WORK TO COMPLETE - Set down the entries exactly as they appear, apart from the images, which stay out.

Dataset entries
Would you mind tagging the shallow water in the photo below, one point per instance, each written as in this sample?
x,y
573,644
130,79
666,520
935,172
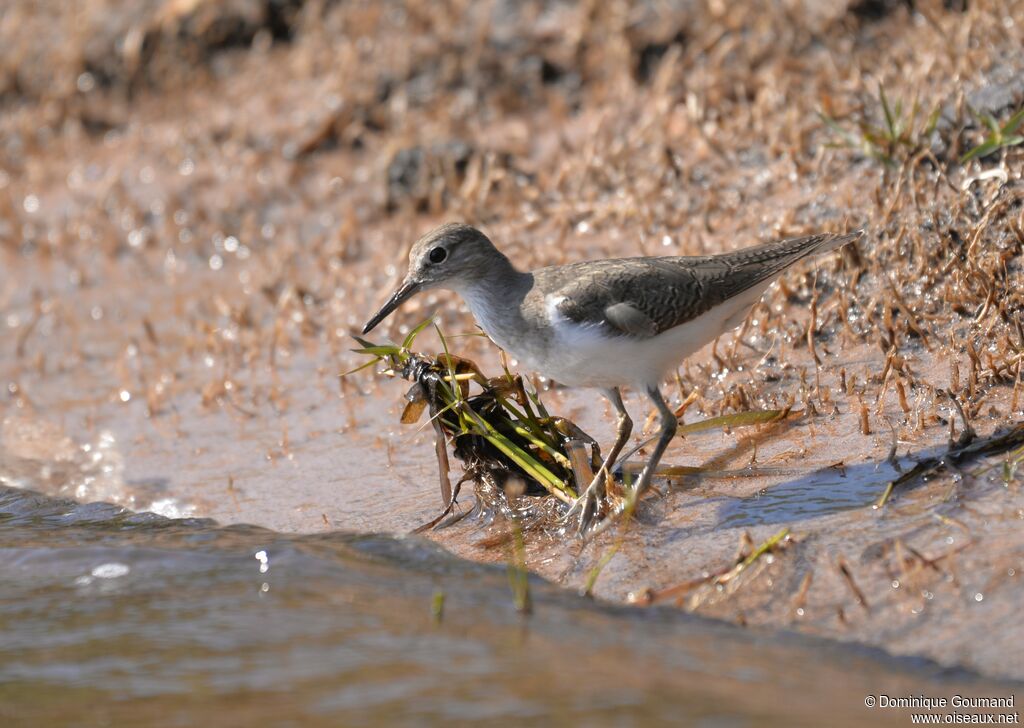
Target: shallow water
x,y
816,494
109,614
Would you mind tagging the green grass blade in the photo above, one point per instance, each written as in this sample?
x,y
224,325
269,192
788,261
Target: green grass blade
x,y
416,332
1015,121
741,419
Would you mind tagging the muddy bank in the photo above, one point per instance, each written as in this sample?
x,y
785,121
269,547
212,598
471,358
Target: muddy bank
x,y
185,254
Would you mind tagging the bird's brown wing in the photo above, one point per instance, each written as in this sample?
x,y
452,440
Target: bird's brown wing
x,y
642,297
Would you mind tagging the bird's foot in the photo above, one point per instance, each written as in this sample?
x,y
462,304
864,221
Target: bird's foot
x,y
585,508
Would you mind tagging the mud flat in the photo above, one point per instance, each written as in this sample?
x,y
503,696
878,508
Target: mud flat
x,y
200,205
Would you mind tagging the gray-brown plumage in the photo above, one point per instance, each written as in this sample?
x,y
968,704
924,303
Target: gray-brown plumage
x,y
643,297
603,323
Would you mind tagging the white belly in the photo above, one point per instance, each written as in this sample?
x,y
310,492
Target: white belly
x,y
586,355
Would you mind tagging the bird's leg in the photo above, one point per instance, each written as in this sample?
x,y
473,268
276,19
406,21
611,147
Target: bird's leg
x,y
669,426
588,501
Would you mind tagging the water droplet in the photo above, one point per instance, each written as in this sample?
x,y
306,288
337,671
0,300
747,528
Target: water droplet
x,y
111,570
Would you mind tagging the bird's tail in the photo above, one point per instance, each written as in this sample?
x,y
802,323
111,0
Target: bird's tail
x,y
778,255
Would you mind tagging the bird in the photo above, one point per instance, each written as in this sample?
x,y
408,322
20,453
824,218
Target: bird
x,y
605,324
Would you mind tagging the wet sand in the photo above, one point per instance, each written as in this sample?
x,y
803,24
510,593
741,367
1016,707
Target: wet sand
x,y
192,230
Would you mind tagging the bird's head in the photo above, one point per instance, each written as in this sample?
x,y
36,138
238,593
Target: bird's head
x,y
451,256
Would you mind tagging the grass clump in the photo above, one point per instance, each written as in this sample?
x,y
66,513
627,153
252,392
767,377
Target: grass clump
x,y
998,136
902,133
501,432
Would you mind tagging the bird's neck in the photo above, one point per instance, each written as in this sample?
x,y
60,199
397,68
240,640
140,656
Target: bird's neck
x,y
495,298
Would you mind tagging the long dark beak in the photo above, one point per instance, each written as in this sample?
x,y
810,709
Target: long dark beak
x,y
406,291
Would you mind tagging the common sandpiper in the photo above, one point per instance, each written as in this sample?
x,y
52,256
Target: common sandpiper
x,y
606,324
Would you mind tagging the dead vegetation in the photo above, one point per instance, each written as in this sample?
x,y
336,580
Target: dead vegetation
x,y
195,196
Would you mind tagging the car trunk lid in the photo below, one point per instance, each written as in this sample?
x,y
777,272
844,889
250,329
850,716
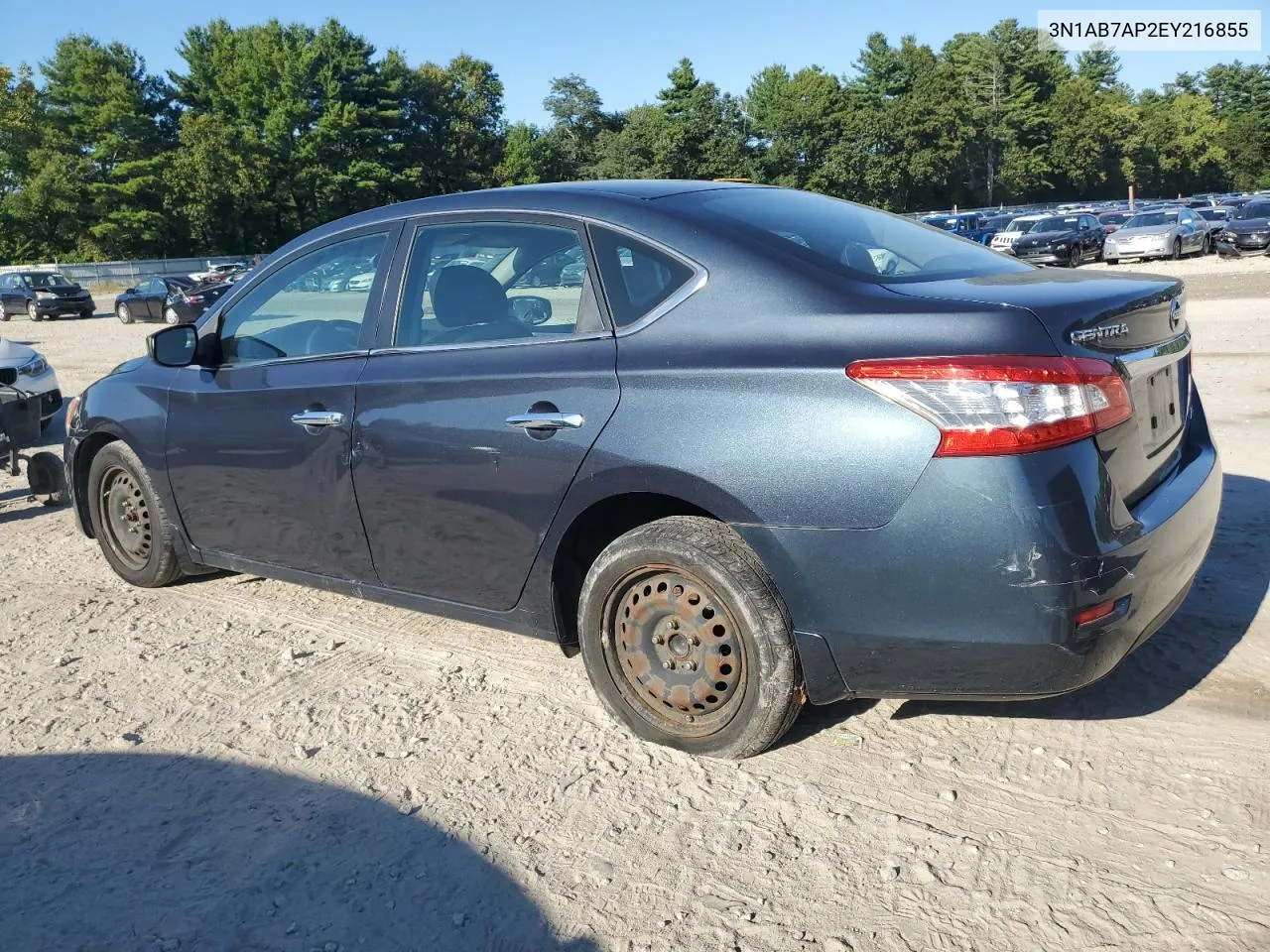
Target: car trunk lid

EXERCISE OUTPUT -
Would you mind tagging the shallow water in the photo below, one point per instance, each written as in this sample?
x,y
573,644
130,79
666,520
935,172
Target: shallow water
x,y
816,494
109,614
Would you mind tagging the green grass blade in the photo above, one point per instance, each written as in this sample?
x,y
224,325
269,192
788,261
Target: green grass blade
x,y
416,332
1015,121
741,419
Would you mind tagging the muddy bank in the photo above, one point per instance, each written as in this sample?
x,y
785,121
269,547
212,598
471,358
Target: muddy bank
x,y
185,254
Would you mind tagging the bird's brown wing in the photo above, one point per instance, each written as in this sample?
x,y
452,440
Target: bird's brown wing
x,y
642,297
Would you mind tagging the bird's foot in the photo above, one point per instance, each written as in this sample?
x,y
462,304
864,221
Target: bird's foot
x,y
585,508
Would you mind tagging the mud flat in the photo above, one point per instance, each written as in this sample?
x,y
503,696
878,508
Target: mud flat
x,y
200,205
Would you mind tagging the gray-brown plumage in the photo above, one point per instance, each written as in this sample?
x,y
968,704
924,303
Target: gray-brown plumage
x,y
643,297
603,323
Would you mind tagging the white belly in the photo above, one point per instance, each written as in this sample?
x,y
310,492
Target: white belly
x,y
586,355
Would you mind tagging the bird's leg in the photo above, one point per instance, each written as in this sample?
x,y
473,268
276,19
406,21
611,147
Target: bird's leg
x,y
669,426
588,501
Would you mind tagging the water droplet in the photo above, one point per instance, each written as in this sample?
x,y
306,288
337,671
0,300
747,528
Target: water droplet
x,y
111,570
Would you mind tagging the bird's tail in the photo above, one point per instance, each written as in this sample?
x,y
802,323
111,0
Target: bird's tail
x,y
778,255
Would you mind tagging the bird in the photo above, one point per instance, each written as in this sample?
x,y
408,322
20,453
824,218
Target: bird
x,y
605,324
Would you mind tagging the wet sand in the photo above, one point per instance, each written as in this sample?
x,y
803,24
510,593
741,367
1016,707
Target: wet sand
x,y
192,230
Would you mind tagging the bird's head in the photo above, one point per instance, each written as in this sample?
x,y
36,138
238,593
Target: bird's head
x,y
451,256
Would you mind tagging the grass clump in the photo above, one point per instance, each written as in this sample?
x,y
66,513
627,153
252,392
767,377
Target: grass clump
x,y
998,136
902,133
501,432
Would you mind tagging the bird's neck in the photo above, one point per instance, each written as in this sample?
x,y
60,199
397,68
240,640
140,656
Target: bird's neck
x,y
495,298
Would you mind tagging the long dark beak in the photo above, one point per instance, each written as in this sample?
x,y
810,709
Target: long dark beak
x,y
406,291
Would you mind tagging the common sandpiper in the photo above, one point per instance, each written as in this sample?
x,y
52,256
Target: common sandpiper
x,y
606,324
Would you mind tagging the dead vegetation in the photo above, one point per instance, each written as in this sample?
x,y
336,580
Target: dead vegetation
x,y
195,196
Would you mind tagging the car trunk lid in the photo below, one point per instance, each written as in this sample?
x,y
777,272
844,889
250,329
850,716
Target: car trunk lid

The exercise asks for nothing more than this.